* [PROMPT] Pull every line with "block" from the data below and copy it.

* [INPUT DATA]
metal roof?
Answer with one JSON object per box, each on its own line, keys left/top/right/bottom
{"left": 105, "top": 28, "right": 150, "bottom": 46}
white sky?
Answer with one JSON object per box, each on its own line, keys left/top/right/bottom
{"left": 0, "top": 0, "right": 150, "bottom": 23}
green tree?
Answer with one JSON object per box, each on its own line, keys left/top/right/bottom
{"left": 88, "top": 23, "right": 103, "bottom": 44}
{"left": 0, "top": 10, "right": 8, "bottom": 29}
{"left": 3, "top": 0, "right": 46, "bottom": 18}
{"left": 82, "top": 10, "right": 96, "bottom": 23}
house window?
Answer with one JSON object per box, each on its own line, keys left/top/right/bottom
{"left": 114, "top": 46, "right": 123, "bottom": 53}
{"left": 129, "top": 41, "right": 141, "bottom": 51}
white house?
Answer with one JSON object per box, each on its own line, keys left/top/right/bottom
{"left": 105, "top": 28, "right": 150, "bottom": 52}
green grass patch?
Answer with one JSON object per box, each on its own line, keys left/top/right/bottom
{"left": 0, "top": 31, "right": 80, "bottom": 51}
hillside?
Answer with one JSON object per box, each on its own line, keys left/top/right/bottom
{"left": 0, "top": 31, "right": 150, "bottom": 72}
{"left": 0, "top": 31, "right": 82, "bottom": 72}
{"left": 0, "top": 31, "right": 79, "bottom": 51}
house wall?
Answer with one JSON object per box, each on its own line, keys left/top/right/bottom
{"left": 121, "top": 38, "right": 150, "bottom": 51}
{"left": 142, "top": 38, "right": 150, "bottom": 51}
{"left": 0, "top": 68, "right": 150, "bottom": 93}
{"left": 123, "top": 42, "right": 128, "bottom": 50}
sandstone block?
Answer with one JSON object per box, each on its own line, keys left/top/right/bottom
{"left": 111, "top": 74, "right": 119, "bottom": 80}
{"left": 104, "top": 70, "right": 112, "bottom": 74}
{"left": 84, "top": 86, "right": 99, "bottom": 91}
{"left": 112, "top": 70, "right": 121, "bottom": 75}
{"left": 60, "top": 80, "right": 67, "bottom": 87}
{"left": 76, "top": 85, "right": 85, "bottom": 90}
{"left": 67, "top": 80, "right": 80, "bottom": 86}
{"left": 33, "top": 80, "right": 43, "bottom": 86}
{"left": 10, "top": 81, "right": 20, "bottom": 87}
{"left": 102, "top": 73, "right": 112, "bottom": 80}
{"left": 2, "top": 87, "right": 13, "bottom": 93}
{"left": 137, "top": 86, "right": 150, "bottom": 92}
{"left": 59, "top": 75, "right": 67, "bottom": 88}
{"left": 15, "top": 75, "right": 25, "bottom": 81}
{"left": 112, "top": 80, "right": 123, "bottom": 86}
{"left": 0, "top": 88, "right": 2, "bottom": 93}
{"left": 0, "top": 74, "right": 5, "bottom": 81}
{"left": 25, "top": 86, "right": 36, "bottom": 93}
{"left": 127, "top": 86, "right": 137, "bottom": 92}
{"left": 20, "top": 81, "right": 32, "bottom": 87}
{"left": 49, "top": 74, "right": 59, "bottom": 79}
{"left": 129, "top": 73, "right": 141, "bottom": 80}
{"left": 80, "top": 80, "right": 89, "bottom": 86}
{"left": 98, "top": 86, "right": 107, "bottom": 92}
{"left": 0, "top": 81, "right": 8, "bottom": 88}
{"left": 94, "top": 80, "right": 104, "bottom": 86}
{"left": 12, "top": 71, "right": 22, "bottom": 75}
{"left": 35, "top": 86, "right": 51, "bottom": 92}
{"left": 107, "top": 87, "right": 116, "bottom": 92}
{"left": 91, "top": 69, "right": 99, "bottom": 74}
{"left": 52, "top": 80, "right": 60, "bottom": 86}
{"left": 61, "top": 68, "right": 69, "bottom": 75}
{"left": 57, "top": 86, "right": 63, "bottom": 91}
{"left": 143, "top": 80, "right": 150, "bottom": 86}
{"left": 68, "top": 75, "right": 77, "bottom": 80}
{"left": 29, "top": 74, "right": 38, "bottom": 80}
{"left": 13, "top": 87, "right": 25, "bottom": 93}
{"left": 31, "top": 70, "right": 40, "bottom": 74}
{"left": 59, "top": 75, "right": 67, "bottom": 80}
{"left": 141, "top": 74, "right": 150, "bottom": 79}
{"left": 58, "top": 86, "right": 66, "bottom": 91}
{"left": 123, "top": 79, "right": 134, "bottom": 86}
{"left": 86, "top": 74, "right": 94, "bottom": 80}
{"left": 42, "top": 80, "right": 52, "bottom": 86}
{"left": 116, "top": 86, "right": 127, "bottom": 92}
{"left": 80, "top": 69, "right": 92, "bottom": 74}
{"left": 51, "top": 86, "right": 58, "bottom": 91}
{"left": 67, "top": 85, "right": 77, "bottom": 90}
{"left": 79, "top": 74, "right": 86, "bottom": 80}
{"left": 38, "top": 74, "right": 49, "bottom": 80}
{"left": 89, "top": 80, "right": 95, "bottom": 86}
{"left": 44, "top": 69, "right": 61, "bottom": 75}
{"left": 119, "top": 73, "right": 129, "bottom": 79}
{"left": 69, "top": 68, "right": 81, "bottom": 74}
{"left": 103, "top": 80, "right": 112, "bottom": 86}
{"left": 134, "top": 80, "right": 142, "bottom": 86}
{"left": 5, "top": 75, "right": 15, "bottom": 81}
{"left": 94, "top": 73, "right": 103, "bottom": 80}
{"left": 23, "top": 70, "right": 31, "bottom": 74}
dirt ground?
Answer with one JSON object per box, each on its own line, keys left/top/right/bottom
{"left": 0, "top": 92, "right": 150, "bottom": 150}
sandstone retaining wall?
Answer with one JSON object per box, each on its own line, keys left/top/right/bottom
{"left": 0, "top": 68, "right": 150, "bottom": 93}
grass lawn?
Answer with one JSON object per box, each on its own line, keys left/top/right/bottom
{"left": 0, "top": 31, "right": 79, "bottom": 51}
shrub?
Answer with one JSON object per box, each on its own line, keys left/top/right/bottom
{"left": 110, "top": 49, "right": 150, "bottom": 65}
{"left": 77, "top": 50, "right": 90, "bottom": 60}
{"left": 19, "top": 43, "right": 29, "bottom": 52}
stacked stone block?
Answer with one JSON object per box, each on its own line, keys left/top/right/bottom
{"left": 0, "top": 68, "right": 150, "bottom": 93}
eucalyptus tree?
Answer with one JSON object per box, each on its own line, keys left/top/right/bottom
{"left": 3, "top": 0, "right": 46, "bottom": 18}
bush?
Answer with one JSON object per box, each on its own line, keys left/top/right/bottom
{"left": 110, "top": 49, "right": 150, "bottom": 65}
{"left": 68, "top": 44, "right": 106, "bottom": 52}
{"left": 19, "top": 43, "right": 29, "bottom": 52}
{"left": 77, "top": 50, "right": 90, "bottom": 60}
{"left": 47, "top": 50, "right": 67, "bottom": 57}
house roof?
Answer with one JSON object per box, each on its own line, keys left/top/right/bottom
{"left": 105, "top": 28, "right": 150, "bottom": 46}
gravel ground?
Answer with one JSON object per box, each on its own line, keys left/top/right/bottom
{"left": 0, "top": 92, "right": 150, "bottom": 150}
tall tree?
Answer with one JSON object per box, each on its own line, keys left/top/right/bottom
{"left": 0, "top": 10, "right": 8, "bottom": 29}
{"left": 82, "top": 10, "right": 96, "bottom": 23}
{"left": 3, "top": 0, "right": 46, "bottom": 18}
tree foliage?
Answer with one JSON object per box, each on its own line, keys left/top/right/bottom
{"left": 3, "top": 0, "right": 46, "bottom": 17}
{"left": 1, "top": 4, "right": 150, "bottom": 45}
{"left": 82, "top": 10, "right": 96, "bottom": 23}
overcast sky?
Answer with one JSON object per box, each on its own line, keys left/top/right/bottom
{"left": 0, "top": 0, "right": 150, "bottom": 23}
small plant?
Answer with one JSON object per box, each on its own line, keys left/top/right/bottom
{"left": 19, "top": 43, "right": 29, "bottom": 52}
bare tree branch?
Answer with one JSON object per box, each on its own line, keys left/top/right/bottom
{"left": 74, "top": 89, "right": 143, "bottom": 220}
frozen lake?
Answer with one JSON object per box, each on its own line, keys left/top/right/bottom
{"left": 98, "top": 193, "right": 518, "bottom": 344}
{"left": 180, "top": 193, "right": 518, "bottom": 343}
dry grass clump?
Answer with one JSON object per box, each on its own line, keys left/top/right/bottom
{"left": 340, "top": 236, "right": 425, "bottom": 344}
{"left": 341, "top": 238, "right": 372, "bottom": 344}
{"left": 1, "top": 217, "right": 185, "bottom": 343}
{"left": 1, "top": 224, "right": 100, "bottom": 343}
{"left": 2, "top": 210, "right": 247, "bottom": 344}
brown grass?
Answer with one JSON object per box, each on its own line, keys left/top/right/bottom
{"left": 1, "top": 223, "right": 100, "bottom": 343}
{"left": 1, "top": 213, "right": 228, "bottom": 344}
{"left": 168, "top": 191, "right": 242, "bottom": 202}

* [ANSWER TO THE EXERCISE]
sandstone block?
stacked stone block?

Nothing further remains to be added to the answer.